A complete, exact copy of the records below is the required result.

(Data items)
————

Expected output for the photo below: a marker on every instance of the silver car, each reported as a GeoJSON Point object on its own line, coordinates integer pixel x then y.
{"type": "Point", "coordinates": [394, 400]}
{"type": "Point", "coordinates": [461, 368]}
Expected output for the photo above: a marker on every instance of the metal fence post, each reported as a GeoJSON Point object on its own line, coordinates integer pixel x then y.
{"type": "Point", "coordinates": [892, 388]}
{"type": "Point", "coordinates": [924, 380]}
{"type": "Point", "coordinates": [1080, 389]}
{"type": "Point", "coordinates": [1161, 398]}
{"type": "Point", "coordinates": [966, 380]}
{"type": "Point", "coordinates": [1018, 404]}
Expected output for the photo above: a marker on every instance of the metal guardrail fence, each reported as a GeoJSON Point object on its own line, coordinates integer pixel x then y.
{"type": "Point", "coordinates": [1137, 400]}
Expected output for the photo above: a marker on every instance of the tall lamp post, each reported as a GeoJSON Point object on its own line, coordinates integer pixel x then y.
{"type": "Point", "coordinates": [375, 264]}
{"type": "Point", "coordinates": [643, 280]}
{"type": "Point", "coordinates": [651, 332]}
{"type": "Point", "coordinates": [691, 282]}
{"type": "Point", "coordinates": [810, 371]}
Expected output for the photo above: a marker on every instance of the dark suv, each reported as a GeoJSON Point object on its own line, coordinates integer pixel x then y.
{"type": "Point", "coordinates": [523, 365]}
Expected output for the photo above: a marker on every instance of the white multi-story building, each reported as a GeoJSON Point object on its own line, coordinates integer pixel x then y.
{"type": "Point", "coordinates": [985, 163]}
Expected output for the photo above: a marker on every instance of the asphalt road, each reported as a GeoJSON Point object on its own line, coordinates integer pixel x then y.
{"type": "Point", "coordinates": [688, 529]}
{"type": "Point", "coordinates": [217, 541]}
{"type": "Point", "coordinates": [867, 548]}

————

■ Reply
Expected output for the photo below: a marker on every instance of the silver car, each reported as a GeoJSON Point object on its own line, coordinates integer pixel x then y.
{"type": "Point", "coordinates": [394, 400]}
{"type": "Point", "coordinates": [461, 368]}
Expected output for the photo above: a marker on every instance of the metal fence post, each reported as a GeoJSON Point object on its own line, coordinates integer pixel x then y.
{"type": "Point", "coordinates": [892, 388]}
{"type": "Point", "coordinates": [924, 380]}
{"type": "Point", "coordinates": [1080, 389]}
{"type": "Point", "coordinates": [1161, 398]}
{"type": "Point", "coordinates": [966, 380]}
{"type": "Point", "coordinates": [1018, 404]}
Expected output for the photo above: a marker on every instance of the metal guardrail fence, each reported as a GeoJSON Point object on its own line, coordinates integer pixel x then y.
{"type": "Point", "coordinates": [1137, 400]}
Expected output for the photo above: a marker on every instance of the tall lamp post, each reported as a GeoJSON Point object on its own line, coordinates integer pixel x then y.
{"type": "Point", "coordinates": [375, 264]}
{"type": "Point", "coordinates": [643, 280]}
{"type": "Point", "coordinates": [651, 332]}
{"type": "Point", "coordinates": [691, 282]}
{"type": "Point", "coordinates": [810, 371]}
Expected output for the photo above: a marker on every instance of the dark suv, each reported as a GeoJSON Point object on its own line, coordinates integer pixel x then y.
{"type": "Point", "coordinates": [523, 365]}
Expected output for the photo above: a marker on every instance of the white multi-story building, each reported as a GeoJSON Point object on its own line, coordinates integer pixel x then y.
{"type": "Point", "coordinates": [985, 163]}
Expected output for the photo above: a marker on every instance of the asphalt road, each reported as a GeoJSON Point object on its own line, coordinates integer pixel x then y.
{"type": "Point", "coordinates": [688, 529]}
{"type": "Point", "coordinates": [217, 541]}
{"type": "Point", "coordinates": [867, 548]}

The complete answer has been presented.